** Source records follows **

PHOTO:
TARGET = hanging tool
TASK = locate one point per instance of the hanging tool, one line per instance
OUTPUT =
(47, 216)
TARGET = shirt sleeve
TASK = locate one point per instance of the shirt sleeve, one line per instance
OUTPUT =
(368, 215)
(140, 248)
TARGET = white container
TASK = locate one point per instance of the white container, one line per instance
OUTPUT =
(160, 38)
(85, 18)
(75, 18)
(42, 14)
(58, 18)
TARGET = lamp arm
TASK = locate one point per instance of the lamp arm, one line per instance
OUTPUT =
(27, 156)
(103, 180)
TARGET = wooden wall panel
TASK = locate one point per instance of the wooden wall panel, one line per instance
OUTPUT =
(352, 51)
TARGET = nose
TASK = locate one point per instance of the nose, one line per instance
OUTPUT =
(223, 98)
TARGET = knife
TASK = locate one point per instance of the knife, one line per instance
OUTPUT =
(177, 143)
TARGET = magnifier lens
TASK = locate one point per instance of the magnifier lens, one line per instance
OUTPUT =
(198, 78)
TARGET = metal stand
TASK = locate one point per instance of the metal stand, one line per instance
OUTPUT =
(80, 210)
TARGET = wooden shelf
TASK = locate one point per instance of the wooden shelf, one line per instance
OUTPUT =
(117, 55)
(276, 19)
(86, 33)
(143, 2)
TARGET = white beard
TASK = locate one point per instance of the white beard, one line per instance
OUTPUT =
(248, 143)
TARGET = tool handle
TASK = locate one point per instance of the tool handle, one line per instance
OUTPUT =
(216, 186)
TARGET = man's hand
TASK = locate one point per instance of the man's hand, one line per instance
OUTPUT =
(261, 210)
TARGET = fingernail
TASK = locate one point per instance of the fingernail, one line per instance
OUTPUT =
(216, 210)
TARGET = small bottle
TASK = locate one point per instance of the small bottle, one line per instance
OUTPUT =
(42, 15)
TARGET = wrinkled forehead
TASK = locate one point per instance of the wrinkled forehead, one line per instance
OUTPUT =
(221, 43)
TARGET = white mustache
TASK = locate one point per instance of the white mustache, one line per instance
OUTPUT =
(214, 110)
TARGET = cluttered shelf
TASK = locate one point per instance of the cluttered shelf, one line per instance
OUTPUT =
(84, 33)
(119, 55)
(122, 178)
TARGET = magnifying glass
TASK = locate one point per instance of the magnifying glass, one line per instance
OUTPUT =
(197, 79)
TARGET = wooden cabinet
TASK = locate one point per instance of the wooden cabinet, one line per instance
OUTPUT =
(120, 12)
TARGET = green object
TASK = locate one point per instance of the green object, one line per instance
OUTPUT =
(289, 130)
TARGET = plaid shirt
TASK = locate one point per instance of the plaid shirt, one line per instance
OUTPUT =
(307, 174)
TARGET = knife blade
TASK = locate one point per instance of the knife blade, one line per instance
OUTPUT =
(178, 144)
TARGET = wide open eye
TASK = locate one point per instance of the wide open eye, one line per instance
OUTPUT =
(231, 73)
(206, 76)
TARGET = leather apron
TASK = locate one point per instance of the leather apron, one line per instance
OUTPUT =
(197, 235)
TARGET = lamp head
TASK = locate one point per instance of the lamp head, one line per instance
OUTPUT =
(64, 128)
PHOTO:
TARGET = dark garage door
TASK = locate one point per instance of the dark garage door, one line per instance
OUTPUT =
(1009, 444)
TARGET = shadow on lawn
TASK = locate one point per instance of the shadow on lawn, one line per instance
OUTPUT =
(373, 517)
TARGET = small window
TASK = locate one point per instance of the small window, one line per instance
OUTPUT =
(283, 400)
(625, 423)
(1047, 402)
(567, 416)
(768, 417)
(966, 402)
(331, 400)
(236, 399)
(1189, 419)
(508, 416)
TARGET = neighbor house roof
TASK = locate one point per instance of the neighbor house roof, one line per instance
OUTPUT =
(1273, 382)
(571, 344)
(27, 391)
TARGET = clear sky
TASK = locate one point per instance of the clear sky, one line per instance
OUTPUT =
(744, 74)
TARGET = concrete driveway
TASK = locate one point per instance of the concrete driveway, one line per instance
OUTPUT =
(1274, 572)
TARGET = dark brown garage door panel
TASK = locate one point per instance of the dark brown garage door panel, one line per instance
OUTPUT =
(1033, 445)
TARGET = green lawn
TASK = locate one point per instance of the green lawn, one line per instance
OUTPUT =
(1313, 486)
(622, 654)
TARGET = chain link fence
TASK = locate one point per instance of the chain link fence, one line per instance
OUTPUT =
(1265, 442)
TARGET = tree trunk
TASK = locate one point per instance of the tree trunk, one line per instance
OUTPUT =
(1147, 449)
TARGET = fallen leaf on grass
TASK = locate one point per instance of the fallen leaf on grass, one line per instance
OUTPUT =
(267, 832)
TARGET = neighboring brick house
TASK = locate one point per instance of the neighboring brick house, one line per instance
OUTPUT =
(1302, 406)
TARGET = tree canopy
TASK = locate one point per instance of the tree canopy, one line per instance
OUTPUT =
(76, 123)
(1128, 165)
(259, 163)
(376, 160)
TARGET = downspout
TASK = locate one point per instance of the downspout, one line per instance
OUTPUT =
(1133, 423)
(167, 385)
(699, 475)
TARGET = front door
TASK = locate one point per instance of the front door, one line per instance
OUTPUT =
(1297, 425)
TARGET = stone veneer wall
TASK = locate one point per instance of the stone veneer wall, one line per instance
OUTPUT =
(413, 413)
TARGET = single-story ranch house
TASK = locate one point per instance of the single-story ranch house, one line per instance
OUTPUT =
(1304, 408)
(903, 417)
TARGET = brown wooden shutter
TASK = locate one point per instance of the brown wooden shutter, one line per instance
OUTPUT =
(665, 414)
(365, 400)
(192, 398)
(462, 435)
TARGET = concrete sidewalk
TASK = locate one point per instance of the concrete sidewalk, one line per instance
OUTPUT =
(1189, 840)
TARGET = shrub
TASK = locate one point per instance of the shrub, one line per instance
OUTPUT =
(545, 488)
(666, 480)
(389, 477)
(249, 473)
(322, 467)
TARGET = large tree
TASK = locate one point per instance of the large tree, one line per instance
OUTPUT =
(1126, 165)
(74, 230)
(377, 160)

** End of Source records **

— Required work —
Using the data above, return every line that contains the string "window".

— Answer below —
TARGET = small window
TASK = locate one point per instance of the small window, one line per instance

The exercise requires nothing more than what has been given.